Quote the entries that follow exactly, leaving none out.

Excerpts from point annotation data:

_ _ _ _

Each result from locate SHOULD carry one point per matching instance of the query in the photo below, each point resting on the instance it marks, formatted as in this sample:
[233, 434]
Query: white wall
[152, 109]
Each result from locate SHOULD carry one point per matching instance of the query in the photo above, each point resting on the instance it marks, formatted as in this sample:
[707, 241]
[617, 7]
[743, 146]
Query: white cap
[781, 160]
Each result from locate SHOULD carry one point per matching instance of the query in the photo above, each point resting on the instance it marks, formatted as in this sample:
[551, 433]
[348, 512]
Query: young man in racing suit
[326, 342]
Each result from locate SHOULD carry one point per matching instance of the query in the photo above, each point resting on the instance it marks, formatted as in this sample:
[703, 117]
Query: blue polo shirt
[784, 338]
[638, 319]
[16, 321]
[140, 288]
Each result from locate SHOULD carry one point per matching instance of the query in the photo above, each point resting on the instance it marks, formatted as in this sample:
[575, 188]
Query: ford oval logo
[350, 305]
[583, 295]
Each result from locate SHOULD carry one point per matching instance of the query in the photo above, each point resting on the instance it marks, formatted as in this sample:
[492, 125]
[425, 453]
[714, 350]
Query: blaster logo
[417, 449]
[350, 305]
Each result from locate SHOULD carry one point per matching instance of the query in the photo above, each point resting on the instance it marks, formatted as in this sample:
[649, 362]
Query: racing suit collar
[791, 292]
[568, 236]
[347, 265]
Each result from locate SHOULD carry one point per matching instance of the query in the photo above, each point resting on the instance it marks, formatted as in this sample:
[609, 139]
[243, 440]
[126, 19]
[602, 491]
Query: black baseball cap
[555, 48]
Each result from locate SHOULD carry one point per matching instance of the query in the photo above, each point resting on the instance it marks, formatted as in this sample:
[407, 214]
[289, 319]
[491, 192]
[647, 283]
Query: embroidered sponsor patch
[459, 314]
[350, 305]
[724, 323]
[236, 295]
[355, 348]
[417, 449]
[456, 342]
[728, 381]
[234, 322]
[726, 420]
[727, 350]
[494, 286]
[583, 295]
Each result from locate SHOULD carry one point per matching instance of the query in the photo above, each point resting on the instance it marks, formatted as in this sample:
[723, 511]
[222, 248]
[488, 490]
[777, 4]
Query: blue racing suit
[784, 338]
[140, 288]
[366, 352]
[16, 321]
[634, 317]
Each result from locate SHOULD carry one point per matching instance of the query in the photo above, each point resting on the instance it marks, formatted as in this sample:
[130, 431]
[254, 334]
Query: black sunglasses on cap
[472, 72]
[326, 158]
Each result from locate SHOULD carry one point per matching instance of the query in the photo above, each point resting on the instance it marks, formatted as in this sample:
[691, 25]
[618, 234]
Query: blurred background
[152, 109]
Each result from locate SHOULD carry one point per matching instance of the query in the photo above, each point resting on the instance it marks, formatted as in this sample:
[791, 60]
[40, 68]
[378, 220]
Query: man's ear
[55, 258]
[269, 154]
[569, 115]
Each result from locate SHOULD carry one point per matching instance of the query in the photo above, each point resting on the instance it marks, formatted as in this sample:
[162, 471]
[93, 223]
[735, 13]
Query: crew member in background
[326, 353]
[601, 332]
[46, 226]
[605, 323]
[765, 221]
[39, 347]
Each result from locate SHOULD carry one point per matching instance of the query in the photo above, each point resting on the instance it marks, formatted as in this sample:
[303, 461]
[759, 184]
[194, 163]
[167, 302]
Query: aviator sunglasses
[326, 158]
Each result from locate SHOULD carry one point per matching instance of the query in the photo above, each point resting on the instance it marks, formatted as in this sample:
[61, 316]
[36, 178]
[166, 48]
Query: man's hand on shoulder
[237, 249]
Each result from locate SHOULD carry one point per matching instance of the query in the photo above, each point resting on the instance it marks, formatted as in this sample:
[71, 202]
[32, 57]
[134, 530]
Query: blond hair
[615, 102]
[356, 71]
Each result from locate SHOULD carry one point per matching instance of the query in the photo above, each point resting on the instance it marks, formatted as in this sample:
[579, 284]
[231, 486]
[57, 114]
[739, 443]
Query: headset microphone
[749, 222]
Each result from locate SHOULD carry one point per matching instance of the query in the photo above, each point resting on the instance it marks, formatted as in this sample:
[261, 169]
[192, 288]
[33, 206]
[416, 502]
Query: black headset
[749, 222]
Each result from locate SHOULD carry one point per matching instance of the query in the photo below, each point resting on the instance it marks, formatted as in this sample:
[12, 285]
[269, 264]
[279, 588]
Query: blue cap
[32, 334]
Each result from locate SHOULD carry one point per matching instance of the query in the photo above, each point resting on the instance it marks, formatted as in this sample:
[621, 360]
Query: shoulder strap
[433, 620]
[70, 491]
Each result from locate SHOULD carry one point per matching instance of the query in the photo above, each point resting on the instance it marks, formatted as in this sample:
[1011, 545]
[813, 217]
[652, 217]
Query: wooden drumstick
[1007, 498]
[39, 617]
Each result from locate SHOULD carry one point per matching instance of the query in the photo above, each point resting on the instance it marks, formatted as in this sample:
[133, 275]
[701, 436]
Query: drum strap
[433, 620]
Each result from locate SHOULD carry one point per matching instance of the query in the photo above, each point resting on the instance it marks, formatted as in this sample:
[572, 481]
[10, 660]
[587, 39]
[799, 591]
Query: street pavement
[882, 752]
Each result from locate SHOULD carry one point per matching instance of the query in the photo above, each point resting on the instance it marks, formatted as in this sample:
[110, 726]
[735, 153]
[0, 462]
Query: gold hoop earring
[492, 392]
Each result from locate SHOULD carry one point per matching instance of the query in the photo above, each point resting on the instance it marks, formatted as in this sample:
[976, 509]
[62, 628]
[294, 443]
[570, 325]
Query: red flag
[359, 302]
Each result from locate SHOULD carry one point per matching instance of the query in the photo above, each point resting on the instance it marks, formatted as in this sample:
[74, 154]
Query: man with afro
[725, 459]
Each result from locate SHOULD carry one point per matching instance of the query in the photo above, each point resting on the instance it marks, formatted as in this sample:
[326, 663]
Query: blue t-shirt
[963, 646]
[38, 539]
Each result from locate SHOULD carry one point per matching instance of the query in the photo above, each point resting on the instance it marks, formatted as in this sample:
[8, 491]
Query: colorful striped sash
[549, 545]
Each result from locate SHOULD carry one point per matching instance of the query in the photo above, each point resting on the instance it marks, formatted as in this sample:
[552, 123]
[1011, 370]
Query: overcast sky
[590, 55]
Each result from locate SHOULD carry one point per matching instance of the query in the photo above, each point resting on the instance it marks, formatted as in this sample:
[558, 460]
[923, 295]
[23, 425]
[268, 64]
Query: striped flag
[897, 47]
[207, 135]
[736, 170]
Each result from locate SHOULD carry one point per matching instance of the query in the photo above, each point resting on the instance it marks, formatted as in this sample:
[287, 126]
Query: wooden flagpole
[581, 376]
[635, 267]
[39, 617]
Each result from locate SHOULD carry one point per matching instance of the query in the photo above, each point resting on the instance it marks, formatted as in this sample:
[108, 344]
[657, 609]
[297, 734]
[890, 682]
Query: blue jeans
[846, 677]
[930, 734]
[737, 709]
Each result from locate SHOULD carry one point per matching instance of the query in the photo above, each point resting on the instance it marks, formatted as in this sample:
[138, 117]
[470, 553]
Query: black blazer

_ _ _ _

§ Problem solution:
Each result from locate SHOULD carry one point per matching instance of the query in the photo below, each point resting on the instance it marks, formatted as in this sample:
[233, 434]
Query: white wall
[152, 109]
Each result from locate SHOULD carry one point per matching instance of the query in the photo above, each point resting on the instance it marks, formatted as in this sample:
[707, 241]
[617, 7]
[743, 146]
Query: white cap
[781, 160]
Each result from locate SHOULD carry one point per matching instance of the query in the photo above, each point resting on the instance it marks, formatted as in this sample:
[551, 433]
[348, 512]
Query: young man in racing suit
[326, 342]
Each result from locate SHOULD carry one point per matching instance of the query in the photo above, each point resting on the instance it marks, formatted as in this sample:
[703, 117]
Query: blue polo shirt
[784, 338]
[638, 319]
[16, 321]
[140, 288]
Each result from locate SHOULD carry one point per matching instance of the query in the photo above, each point resting on the instance it marks, formatted as in this sample:
[575, 188]
Query: ford oval logo
[350, 305]
[583, 295]
Each result from locate SHOULD carry one point per matching instance of the query in the photo above, each point resting on the instance it marks, formatted as in this sample:
[492, 125]
[425, 453]
[714, 350]
Query: blaster logo
[417, 449]
[350, 305]
Each result from locate SHOULD carry one point per matching instance of the query in the photo above, each point resting on the instance it marks, formatted as in this sample:
[649, 362]
Query: racing suit collar
[791, 292]
[568, 236]
[347, 265]
Each result from locate SHOULD carry one point per matching instance of the query in the photo above, each point resting on the instance it marks, formatted as in this sample:
[609, 139]
[243, 440]
[126, 19]
[602, 491]
Query: black baseball cap
[555, 48]
Each result from locate SHOULD carry one point per matching instance of the query in the photo above, each point resting on the instance it marks, formatted as in this sample:
[407, 214]
[289, 319]
[491, 192]
[647, 283]
Query: embroidered sponsor patch
[459, 314]
[350, 305]
[724, 323]
[236, 295]
[355, 348]
[417, 449]
[456, 342]
[728, 381]
[234, 322]
[726, 420]
[727, 350]
[494, 286]
[583, 295]
Each result from locate SHOULD carry one point per matching instance of the query in the photo above, each point resting on the instance it marks, formatted as in this sample:
[723, 511]
[222, 248]
[488, 490]
[777, 4]
Query: blue racing suit
[784, 338]
[140, 288]
[366, 352]
[16, 321]
[634, 317]
Each result from locate SHOULD carry one point per matching instance of the query in the photo above, each point resting on the instance it marks, formatted as in this sample:
[130, 431]
[254, 334]
Query: black sunglasses on cap
[472, 72]
[326, 158]
Each result from locate SHOULD carry one point per matching instance of the query in the photo above, each point resting on the instance it marks, formatted as in this sample:
[691, 25]
[618, 234]
Query: blurred background
[152, 109]
Each result from locate SHOULD carry one point per matching instance of the query in the photo above, each point resting on the instance it marks, formatted as in this sample:
[791, 60]
[40, 68]
[378, 220]
Query: man's ear
[55, 258]
[269, 154]
[569, 115]
Each result from locate SHOULD carry one point per matching instance of the query in the photo above, each point resting on the instance it marks, formatted as in this sample:
[162, 471]
[93, 223]
[735, 13]
Query: crew member in background
[326, 353]
[601, 332]
[46, 226]
[605, 323]
[765, 221]
[39, 347]
Each result from locate SHOULD carry one point per matching instance of the query in the photo above, each point resting on the instance it marks, formatted as in this sample:
[303, 461]
[759, 184]
[194, 163]
[167, 302]
Query: aviator sunglasses
[326, 158]
Each result from locate SHOULD carry one point per matching instance of the query in the photo above, each point resting on the instance it marks, formatted as in this sample:
[61, 316]
[36, 178]
[166, 48]
Query: man's hand on shoulder
[237, 249]
Each result from locate SHOULD carry one point per matching instance of the query in the photo above, each point resting on the instance it marks, formatted as in this sample:
[71, 202]
[32, 57]
[134, 530]
Query: blond hair
[615, 102]
[356, 71]
Each result from locate SHOULD carry one point per matching instance of the query in the photo above, each point resting on the instance it marks, formatted as in this sample:
[579, 284]
[231, 486]
[57, 114]
[739, 443]
Query: headset microphone
[749, 222]
Each result from locate SHOULD carry one point per matching instance of the query in the photo above, each point resting on the instance it marks, formatted as in this sample:
[261, 169]
[192, 288]
[33, 206]
[416, 502]
Query: black headset
[749, 222]
Each result from locate SHOULD carry one point per matching instance of the query in the photo below, each point resting on the instance it marks, formatted as in this sample:
[12, 285]
[269, 264]
[279, 588]
Query: blue cap
[32, 334]
Each result from locate SHOULD carry one point per matching instance of the query in the photo above, each point resting on the instance it marks, formatted as in this sample:
[621, 360]
Query: shoulder strap
[433, 620]
[70, 491]
Each result from locate SHOULD carry one point per matching instance of the query in the photo above, each point resting on the instance it marks, formatted as in this sample:
[1011, 545]
[813, 217]
[652, 217]
Query: wooden drumstick
[1007, 498]
[39, 617]
Each result from locate SHOULD carry one point per matching instance of the query in the photo above, each point resting on the instance it marks, formatted as in this sample:
[133, 275]
[701, 436]
Query: drum strap
[433, 620]
Each result from locate SHOULD carry one point per matching instance of the query in the photo above, each point resting on the instance it marks, formatted as in this sample:
[572, 481]
[10, 660]
[587, 39]
[799, 591]
Query: street pavement
[882, 752]
Each result from locate SHOULD carry one point per matching instance of the query in the photo above, each point resting on the instance it marks, formatted as in this sample:
[110, 726]
[735, 153]
[0, 462]
Query: gold hoop earring
[492, 392]
Each result from locate SHOULD carry one point per matching instance of the query in the photo above, each point resting on the instance it marks, formatted as in this sample:
[976, 509]
[62, 628]
[294, 443]
[570, 325]
Query: red flag
[359, 302]
Each result from locate SHOULD carry one point per matching instance of the query in the photo above, each point resting on the instance it marks, formatted as in this sample:
[74, 154]
Query: man with afro
[725, 459]
Each result from locate SHOULD carry one point per matching instance of the query in the photo above, each point resting on the instance it marks, formatted as in this sample:
[326, 663]
Query: blue t-shirt
[963, 646]
[38, 539]
Each result from locate SHOULD carry one point per matching instance of the query in the photo above, each point resting on the instance it marks, formatted as in this sample:
[8, 491]
Query: colorful striped sash
[549, 545]
Each result from locate SHOULD carry one point per matching instance of the query in the photo above, each point resting on the instance it marks, formatted as in this sample:
[552, 123]
[1011, 370]
Query: overcast sky
[590, 55]
Each result from locate SHOULD carry one point per matching instance of the query in the photo above, each point resting on the instance it marks, formatted as in this sample:
[558, 460]
[923, 295]
[23, 425]
[268, 64]
Query: striped flag
[897, 47]
[207, 135]
[736, 170]
Each result from locate SHOULD carry one point per matching instance of the query in the photo above, each point resting on the instance it marks, formatted as in this sample:
[287, 126]
Query: wooden flagpole
[581, 376]
[635, 267]
[39, 617]
Each result from locate SHOULD carry one point per matching instance of the query in the photo above, each point resting on the instance it marks, formatted as in this sample:
[108, 344]
[657, 609]
[297, 734]
[890, 682]
Query: blue jeans
[846, 677]
[930, 734]
[737, 709]
Each result from locate SHOULD carry one point per matching instance of the query in the photo above, each point resting on the instance it marks, formatted as in this sample:
[138, 117]
[470, 553]
Query: black blazer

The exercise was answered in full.